═════ ROWS ═════

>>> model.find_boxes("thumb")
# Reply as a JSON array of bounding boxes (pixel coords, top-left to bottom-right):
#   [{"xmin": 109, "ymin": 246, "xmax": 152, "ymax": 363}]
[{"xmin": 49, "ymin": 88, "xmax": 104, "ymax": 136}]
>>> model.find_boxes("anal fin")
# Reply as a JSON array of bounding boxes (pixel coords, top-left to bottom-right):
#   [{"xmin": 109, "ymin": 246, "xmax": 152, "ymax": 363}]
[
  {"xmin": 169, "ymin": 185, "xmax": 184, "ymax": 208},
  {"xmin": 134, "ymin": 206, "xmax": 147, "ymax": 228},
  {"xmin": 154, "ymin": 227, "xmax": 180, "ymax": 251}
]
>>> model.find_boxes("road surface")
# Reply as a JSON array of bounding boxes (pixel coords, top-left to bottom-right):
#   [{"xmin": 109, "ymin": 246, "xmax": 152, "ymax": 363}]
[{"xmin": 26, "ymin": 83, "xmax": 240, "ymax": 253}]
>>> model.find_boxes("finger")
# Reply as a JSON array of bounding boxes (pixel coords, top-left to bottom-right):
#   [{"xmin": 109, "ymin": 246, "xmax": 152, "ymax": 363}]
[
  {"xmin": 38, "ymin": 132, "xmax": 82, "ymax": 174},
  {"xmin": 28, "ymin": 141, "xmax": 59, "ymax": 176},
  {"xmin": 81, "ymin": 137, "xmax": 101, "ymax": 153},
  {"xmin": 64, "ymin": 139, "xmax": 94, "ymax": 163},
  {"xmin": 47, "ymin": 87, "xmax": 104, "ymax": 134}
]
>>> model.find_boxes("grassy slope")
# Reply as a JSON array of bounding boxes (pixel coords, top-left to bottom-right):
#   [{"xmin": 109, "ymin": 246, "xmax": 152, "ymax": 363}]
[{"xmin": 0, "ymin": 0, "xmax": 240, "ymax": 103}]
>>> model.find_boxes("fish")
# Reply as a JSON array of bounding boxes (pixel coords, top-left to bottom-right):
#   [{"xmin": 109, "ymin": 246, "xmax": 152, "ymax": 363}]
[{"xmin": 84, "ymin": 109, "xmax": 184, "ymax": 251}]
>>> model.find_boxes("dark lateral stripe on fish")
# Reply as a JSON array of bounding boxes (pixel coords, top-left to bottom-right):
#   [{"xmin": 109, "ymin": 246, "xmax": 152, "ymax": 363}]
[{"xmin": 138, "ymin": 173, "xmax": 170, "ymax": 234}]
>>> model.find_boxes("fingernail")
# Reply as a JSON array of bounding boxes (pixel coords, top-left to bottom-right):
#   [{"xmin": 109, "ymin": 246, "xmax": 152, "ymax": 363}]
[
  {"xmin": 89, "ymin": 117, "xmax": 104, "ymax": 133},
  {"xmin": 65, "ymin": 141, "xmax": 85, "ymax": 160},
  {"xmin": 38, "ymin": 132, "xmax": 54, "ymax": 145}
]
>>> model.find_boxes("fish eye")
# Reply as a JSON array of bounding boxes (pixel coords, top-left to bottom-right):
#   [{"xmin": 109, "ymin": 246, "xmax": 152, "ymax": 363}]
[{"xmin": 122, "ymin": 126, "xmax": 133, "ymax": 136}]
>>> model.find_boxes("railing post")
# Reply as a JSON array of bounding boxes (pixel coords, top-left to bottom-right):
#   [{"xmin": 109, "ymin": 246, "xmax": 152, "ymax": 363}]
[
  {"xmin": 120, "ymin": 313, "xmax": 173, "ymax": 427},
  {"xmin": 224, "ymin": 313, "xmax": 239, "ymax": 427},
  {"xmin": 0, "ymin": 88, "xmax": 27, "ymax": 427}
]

═════
═════ ROWS ═════

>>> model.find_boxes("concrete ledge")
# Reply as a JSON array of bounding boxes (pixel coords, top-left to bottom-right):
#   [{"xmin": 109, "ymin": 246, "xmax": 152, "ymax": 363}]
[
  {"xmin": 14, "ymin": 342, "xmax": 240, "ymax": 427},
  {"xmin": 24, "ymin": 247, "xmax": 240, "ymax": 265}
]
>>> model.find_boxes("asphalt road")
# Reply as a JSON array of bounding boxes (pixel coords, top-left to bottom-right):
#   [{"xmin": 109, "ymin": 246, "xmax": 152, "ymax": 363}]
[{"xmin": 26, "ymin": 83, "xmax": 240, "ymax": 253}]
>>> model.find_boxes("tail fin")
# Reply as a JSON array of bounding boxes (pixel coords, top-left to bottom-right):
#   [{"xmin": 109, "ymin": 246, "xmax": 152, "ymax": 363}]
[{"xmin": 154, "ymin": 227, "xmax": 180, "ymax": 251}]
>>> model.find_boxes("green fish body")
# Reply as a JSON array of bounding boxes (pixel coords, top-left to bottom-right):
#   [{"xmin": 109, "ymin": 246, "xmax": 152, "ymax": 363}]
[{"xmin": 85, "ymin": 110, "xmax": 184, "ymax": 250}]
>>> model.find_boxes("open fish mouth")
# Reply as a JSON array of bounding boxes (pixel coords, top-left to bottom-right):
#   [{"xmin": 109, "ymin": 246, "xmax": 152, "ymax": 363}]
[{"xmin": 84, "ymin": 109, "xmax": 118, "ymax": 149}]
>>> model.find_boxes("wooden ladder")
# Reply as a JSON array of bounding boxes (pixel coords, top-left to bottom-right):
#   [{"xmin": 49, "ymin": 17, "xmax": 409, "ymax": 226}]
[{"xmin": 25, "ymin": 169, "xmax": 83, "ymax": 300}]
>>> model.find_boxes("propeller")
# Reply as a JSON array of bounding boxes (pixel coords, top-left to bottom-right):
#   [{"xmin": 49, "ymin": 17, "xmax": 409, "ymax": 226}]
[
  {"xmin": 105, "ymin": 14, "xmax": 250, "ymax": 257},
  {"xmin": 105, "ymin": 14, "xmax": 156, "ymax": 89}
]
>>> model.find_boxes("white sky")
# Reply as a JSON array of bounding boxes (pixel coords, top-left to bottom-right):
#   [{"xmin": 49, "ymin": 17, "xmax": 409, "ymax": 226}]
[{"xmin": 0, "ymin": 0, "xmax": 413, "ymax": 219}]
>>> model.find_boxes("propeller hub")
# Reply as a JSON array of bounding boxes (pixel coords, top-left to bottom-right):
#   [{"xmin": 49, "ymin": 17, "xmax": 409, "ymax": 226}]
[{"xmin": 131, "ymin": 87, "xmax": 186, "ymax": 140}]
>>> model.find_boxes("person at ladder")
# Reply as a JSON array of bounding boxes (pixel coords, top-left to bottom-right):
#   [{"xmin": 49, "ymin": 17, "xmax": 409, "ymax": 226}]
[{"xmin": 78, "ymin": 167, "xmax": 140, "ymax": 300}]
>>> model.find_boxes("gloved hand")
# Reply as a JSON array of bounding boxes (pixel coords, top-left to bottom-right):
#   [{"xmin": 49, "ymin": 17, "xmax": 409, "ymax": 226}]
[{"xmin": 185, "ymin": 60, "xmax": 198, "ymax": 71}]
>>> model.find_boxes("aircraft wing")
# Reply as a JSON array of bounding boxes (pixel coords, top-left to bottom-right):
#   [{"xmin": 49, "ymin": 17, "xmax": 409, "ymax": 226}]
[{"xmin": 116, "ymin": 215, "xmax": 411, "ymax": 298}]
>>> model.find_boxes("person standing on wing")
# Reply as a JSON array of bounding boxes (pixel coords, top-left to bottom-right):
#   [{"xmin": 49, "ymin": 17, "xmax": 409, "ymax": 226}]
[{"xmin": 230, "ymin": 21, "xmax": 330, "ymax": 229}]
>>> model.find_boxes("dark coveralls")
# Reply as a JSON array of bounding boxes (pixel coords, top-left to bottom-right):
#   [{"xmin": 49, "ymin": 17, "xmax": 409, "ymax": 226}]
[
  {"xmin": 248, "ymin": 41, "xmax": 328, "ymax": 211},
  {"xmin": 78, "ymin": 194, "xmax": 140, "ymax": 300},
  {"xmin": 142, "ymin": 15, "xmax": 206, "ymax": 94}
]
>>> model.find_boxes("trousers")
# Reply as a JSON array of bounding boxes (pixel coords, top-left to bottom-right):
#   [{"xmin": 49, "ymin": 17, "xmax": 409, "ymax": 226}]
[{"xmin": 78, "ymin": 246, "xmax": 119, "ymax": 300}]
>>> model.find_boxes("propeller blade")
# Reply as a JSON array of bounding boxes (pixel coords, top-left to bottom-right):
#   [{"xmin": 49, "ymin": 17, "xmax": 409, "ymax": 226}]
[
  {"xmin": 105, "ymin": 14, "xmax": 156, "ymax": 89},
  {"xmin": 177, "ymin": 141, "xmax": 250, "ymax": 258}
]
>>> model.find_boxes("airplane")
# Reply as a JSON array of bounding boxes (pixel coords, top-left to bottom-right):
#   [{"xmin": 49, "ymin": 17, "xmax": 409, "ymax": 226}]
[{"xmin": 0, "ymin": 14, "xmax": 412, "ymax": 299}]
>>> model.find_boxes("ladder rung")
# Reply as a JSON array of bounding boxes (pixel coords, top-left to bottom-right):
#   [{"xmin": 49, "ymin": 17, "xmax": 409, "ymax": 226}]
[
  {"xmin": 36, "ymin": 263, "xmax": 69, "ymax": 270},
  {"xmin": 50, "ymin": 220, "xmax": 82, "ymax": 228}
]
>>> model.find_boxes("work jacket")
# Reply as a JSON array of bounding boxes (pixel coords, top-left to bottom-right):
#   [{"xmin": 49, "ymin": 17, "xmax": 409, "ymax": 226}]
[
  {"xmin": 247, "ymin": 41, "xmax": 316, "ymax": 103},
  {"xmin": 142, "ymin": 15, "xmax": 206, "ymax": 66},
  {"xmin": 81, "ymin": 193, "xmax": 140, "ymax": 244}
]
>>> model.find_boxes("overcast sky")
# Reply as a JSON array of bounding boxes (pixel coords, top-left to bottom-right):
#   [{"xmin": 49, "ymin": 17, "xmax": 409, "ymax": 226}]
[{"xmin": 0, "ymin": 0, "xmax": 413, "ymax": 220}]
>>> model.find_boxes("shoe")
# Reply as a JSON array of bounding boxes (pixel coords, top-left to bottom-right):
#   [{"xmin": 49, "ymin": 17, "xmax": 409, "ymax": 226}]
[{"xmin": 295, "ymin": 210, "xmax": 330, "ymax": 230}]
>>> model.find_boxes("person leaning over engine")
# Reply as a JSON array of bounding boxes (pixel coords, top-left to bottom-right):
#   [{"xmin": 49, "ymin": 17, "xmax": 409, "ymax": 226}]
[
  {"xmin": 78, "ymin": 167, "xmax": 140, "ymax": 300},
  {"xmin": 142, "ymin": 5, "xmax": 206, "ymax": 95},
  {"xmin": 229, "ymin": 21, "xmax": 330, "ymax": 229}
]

═════
═════ ROWS ═════

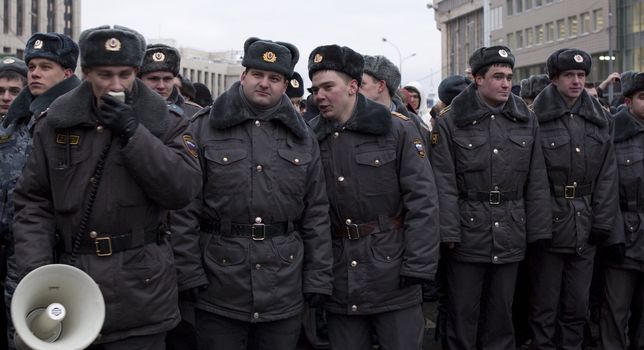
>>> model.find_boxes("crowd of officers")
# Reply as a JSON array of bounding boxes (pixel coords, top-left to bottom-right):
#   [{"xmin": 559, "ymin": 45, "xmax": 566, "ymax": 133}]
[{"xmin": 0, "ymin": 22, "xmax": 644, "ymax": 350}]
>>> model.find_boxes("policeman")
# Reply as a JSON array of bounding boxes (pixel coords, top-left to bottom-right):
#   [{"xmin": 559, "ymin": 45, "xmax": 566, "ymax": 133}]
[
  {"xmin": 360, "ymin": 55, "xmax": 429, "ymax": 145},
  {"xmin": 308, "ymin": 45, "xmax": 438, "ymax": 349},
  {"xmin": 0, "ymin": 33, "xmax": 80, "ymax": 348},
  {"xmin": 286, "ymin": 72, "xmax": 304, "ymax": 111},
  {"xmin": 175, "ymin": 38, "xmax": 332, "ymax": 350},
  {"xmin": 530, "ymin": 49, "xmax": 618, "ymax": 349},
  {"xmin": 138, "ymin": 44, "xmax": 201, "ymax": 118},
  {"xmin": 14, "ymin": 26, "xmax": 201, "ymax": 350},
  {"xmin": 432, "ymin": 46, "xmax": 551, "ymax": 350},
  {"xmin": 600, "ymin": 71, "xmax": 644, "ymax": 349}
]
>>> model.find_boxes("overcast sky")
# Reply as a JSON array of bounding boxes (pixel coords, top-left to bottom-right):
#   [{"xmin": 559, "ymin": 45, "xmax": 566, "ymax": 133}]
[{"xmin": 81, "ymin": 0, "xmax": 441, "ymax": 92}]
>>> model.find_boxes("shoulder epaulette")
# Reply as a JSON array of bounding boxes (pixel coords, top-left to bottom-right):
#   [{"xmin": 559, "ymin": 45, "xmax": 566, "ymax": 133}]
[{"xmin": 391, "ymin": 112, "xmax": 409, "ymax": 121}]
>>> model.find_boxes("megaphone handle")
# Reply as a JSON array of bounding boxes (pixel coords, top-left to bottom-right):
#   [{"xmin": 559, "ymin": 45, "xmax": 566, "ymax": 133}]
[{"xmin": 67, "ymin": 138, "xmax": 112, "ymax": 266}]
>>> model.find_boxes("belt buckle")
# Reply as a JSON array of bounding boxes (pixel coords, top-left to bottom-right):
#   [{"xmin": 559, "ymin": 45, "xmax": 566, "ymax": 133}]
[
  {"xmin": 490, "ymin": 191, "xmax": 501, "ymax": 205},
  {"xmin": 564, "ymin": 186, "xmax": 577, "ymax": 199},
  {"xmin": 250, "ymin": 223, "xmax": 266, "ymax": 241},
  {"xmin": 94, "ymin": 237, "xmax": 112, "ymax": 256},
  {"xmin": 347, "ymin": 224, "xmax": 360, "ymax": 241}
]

═════

# WRITTEN REQUEST
Count the rows above that contain the string "road", treating uppercase and lowercase as different. Give only the number.

# ANSWER TO THE PROBLEM
2